=== Provided text ===
= Suburban Rhythm =

American ska punk band

Suburban Rhythm was a ska punk band from Long Beach, California. Formed in 1990, they played numerous shows in small-venue clubs with many now famous O.C. bands opening their performances, including Sublime, No Doubt, and Reel Big Fish. Suburban Rhythm met with various roster changes and broke up in 1994. Three years later in 1997 their only full-length album, Suburban Rhythm was released.

==History==
In August 1989, vocalist Dennis Owens, guitarist Jake Kline, keyboardist/vocalist Rodi Delgadillo, bassist Deryke Cardenaz, and drummer Christine Tasche formed a band called The Silent Invasion, which played one show shortly before Tasche left the band. The remaining members decided to change the band's name to Suburban Rhythm; Ed Kampwirth replaced Cardenaz on bass while Carlos de la Garza, drummer for Cerritos ska band The Trenchtown Invaders, filled the band's drum slot.

===Height of career===
With Kampwirth and De la Garza forming a solid rhythm section, the band played numerous shows including Prince's club "Glam Slam", in Los Angeles, also playing Long Beach and Orange County areas. In October 1992, the band released their first (and only) demo, Hose.

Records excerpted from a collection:
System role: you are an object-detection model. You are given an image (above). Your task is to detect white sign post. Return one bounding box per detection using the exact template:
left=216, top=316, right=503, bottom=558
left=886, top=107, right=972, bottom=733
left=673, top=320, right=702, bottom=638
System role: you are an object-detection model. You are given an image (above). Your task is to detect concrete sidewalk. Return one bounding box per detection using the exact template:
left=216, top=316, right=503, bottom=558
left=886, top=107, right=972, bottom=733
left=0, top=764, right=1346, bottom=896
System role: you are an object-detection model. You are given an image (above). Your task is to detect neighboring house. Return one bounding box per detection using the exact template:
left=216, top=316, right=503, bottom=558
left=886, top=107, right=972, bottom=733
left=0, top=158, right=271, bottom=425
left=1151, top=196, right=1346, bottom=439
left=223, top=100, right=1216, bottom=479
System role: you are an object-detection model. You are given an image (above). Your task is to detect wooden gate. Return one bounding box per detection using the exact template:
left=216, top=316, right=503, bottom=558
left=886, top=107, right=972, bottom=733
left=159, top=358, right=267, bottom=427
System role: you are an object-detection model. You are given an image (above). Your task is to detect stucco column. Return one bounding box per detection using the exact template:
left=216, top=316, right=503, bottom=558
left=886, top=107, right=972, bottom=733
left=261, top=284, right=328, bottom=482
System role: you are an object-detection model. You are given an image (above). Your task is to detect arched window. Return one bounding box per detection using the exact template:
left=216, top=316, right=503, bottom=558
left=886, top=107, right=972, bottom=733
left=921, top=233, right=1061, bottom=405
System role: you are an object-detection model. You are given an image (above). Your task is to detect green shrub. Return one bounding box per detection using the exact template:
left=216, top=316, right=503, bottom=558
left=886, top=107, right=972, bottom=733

=== Exercise directions ===
Reproduce the Suburban Rhythm text in full, word for word.

=== Correct response ===
= Suburban Rhythm =

American ska punk band

Suburban Rhythm was a ska punk band from Long Beach, California. Formed in 1990, they played numerous shows in small-venue clubs with many now famous O.C. bands opening their performances, including Sublime, No Doubt, and Reel Big Fish. Suburban Rhythm met with various roster changes and broke up in 1994. Three years later in 1997 their only full-length album, Suburban Rhythm was released.

==History==
In August 1989, vocalist Dennis Owens, guitarist Jake Kline, keyboardist/vocalist Rodi Delgadillo, bassist Deryke Cardenaz, and drummer Christine Tasche formed a band called The Silent Invasion, which played one show shortly before Tasche left the band. The remaining members decided to change the band's name to Suburban Rhythm; Ed Kampwirth replaced Cardenaz on bass while Carlos de la Garza, drummer for Cerritos ska band The Trenchtown Invaders, filled the band's drum slot.

===Height of career===
With Kampwirth and De la Garza forming a solid rhythm section, the band played numerous shows including Prince's club "Glam Slam", in Los Angeles, also playing Long Beach and Orange County areas. In October 1992, the band released their first (and only) demo, Hose.